■ **Supplied entries**:
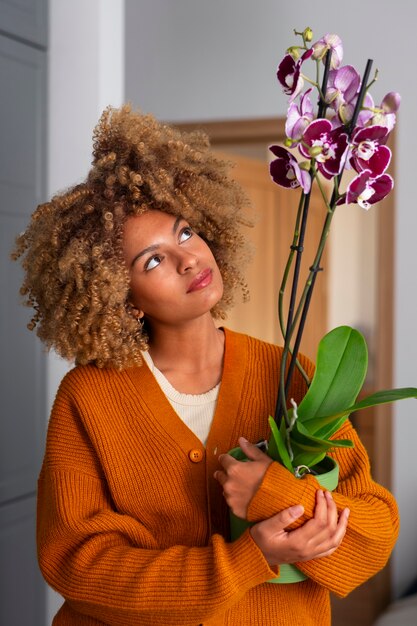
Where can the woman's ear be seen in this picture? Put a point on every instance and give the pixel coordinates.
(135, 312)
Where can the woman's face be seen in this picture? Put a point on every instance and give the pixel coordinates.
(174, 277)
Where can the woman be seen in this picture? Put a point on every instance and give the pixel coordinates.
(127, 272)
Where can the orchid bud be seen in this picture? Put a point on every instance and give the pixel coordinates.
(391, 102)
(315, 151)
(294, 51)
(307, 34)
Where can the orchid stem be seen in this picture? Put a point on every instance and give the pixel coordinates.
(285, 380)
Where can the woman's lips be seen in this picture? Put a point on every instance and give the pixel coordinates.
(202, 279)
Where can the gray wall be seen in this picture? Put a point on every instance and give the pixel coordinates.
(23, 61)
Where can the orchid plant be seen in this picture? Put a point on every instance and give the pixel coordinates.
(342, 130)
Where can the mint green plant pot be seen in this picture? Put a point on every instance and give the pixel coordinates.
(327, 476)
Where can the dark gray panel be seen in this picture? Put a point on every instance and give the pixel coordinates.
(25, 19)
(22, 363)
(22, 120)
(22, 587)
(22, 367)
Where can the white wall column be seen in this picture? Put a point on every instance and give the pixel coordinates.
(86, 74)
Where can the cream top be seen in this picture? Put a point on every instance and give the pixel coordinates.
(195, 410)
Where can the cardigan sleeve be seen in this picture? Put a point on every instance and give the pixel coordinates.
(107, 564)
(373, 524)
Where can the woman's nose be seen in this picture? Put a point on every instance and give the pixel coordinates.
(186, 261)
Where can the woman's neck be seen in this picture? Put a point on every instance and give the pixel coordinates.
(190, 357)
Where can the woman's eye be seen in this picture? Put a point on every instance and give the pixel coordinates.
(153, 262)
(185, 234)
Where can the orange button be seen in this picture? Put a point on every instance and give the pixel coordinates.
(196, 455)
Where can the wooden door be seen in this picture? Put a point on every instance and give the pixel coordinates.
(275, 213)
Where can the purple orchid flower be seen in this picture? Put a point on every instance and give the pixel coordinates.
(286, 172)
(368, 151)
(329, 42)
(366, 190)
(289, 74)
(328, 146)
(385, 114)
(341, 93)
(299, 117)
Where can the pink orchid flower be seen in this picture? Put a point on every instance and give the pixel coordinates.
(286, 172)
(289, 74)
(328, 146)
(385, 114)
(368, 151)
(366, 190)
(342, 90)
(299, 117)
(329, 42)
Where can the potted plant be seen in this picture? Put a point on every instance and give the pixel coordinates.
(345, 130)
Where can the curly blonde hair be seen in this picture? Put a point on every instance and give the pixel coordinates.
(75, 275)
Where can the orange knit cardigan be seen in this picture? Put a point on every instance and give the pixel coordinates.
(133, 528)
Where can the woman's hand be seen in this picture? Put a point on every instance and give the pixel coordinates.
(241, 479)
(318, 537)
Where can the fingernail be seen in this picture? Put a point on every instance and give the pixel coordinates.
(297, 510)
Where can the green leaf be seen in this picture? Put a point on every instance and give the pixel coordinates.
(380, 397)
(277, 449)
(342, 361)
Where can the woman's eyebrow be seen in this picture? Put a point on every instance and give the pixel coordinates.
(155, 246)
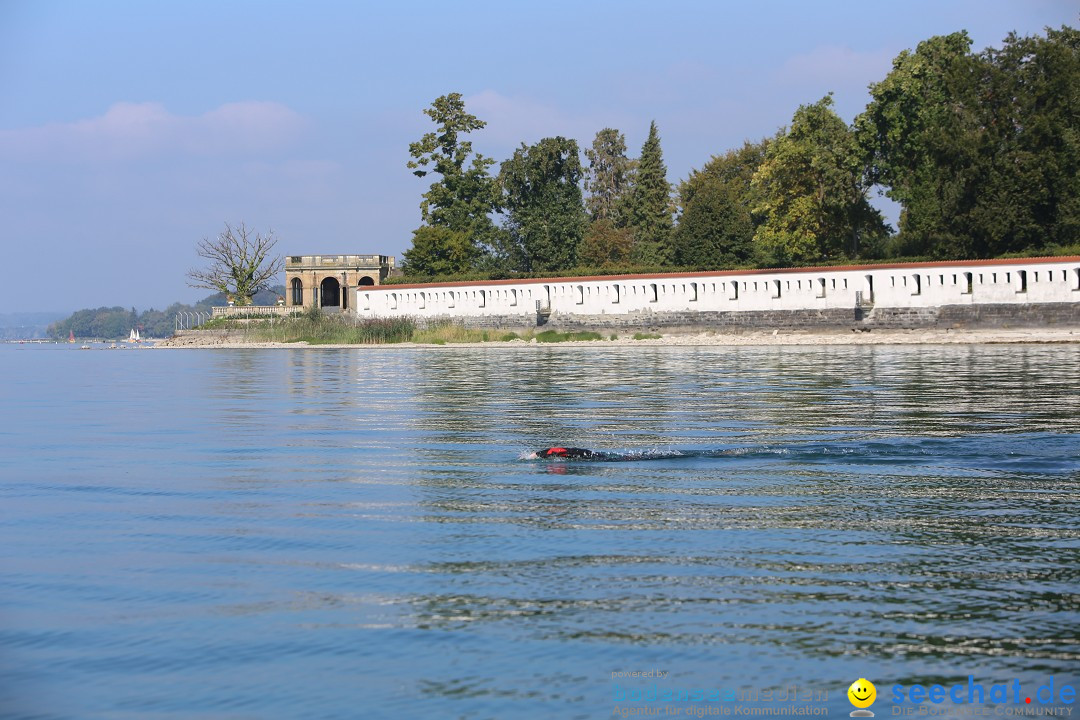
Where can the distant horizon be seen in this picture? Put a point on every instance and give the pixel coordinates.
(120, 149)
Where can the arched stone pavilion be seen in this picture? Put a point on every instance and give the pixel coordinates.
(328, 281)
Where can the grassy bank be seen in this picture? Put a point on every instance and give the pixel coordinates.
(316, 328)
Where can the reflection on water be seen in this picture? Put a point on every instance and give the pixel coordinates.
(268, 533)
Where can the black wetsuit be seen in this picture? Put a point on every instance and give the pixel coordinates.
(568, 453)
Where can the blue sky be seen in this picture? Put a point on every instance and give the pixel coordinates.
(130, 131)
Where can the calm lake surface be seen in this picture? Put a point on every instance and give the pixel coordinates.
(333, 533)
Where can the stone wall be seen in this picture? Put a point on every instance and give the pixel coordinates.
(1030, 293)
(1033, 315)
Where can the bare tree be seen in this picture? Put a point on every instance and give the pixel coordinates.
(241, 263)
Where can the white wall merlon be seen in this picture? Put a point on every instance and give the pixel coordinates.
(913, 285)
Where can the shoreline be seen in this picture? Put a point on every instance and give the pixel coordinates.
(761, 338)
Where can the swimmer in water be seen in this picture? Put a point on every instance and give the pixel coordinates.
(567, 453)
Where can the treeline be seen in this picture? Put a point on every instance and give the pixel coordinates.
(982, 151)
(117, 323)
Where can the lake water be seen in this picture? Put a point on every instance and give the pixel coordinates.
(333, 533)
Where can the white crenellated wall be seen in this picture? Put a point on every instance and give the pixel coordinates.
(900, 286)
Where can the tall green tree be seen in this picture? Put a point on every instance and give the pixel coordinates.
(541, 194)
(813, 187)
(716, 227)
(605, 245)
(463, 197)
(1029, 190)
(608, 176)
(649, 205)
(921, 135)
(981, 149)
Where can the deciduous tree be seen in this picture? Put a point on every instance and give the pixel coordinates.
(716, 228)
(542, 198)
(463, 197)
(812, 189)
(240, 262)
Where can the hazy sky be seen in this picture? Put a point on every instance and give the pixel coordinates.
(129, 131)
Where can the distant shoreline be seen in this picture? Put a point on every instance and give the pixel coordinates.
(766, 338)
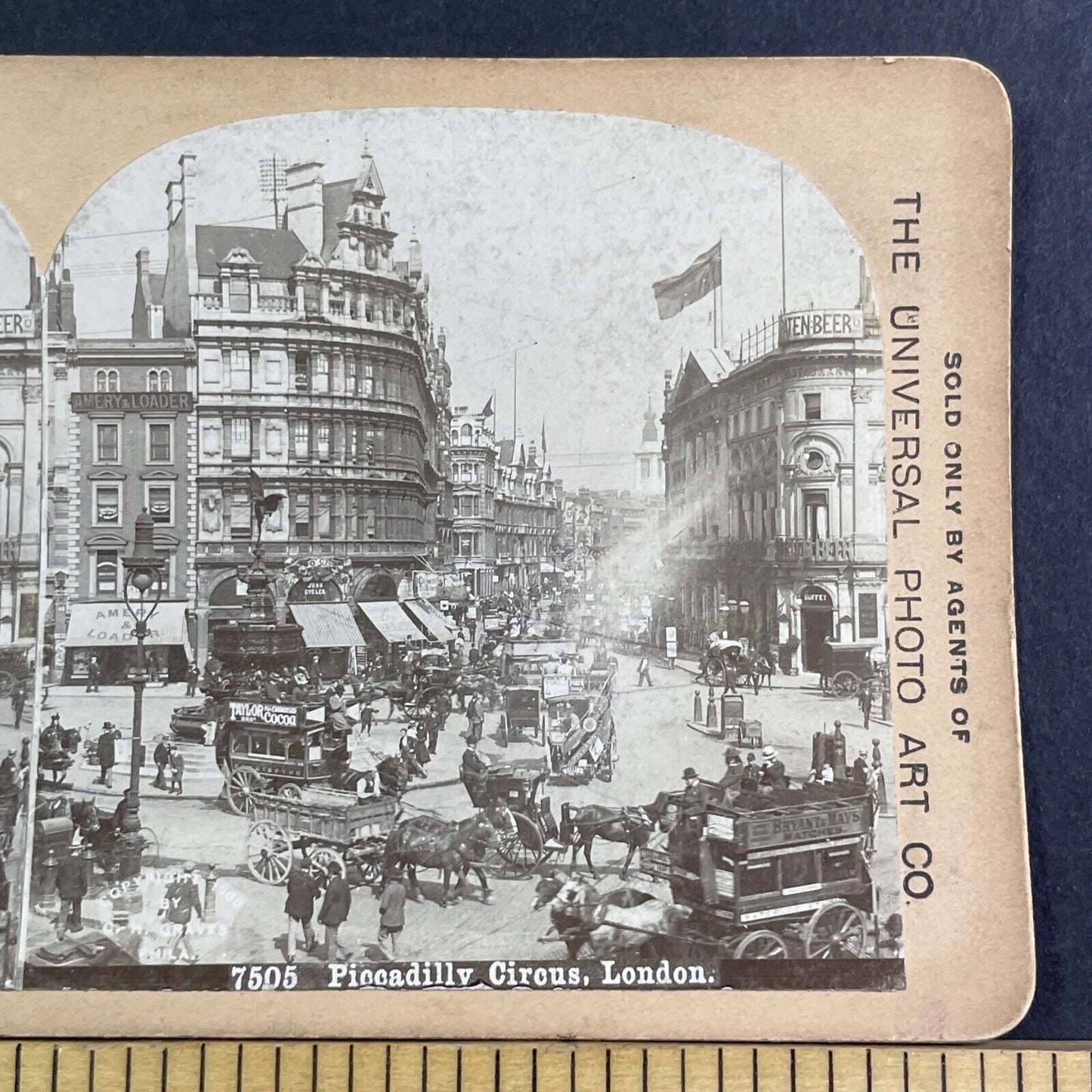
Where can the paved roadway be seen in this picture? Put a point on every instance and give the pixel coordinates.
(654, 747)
* * *
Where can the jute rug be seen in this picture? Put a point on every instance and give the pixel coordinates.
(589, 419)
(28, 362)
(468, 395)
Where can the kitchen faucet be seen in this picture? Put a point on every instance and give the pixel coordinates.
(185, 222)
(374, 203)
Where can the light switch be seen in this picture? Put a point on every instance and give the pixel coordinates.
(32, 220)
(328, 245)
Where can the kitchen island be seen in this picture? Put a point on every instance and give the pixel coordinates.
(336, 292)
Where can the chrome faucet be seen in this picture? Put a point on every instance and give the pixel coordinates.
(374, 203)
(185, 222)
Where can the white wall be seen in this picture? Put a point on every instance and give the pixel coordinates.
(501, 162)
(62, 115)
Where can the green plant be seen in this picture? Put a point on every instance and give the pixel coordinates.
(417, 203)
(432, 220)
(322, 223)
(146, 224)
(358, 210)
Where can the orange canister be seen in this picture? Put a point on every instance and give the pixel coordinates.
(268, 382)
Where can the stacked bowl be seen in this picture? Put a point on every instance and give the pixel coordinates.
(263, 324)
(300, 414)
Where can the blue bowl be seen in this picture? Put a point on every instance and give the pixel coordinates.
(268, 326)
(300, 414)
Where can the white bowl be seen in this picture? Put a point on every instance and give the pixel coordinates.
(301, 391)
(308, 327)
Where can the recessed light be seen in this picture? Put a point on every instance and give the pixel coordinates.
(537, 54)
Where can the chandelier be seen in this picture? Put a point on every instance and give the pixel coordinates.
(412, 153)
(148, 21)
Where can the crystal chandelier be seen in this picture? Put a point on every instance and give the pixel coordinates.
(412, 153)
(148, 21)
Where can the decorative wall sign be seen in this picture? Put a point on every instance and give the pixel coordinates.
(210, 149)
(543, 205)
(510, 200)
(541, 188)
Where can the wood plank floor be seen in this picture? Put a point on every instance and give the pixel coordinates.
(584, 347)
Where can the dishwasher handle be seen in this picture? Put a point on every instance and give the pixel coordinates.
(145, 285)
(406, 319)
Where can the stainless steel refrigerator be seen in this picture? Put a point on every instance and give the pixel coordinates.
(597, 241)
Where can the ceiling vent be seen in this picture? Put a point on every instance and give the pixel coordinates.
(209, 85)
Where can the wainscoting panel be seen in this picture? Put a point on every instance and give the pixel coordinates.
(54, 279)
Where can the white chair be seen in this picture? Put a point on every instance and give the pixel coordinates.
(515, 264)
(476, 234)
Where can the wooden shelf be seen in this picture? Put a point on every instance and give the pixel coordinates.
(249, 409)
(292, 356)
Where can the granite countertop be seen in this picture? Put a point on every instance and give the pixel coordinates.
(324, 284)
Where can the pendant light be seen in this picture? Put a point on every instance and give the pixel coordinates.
==
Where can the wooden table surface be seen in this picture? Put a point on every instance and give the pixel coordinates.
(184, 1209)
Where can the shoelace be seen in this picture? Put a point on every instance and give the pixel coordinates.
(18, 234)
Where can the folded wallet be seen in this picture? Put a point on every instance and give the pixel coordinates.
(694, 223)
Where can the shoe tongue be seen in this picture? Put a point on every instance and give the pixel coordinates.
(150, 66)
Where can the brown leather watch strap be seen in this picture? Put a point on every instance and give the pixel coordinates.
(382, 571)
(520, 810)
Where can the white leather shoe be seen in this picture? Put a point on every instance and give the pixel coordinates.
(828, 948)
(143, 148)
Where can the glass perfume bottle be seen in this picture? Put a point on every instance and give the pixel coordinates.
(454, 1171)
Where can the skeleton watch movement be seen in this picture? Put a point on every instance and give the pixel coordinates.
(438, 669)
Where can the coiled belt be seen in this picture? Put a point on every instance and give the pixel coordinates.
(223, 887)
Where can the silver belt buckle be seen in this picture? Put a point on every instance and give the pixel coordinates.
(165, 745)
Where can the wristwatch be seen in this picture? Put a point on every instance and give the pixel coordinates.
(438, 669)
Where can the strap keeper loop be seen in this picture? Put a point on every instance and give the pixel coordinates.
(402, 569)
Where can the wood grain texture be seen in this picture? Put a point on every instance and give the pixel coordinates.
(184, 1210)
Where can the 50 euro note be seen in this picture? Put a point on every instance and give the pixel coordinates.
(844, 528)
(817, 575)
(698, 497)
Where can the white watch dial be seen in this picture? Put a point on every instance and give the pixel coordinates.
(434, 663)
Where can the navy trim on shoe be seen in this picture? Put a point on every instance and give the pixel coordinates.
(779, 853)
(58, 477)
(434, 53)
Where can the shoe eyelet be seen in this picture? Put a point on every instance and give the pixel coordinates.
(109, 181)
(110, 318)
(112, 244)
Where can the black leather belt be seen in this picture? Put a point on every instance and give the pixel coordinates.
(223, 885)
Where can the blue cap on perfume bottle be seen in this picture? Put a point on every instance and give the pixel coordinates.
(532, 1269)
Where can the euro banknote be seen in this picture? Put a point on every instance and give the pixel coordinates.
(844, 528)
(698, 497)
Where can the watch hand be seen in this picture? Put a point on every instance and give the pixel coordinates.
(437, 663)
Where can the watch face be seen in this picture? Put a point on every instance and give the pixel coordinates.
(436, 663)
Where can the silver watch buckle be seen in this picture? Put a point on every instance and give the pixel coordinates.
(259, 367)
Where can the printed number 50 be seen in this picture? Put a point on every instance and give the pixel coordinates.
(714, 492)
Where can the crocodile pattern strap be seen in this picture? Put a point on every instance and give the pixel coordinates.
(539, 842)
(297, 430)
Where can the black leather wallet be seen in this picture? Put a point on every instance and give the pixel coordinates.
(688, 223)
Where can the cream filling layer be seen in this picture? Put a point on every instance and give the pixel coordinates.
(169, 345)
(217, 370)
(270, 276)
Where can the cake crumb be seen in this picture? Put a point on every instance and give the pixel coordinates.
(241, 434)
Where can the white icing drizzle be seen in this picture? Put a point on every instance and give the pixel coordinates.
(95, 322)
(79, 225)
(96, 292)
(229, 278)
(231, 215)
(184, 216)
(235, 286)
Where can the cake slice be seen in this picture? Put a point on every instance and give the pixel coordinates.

■ **Exercise goal**:
Count the lines above that contain the string "cardigan", with case significant. Reply with only the number.

■ **Full output**:
2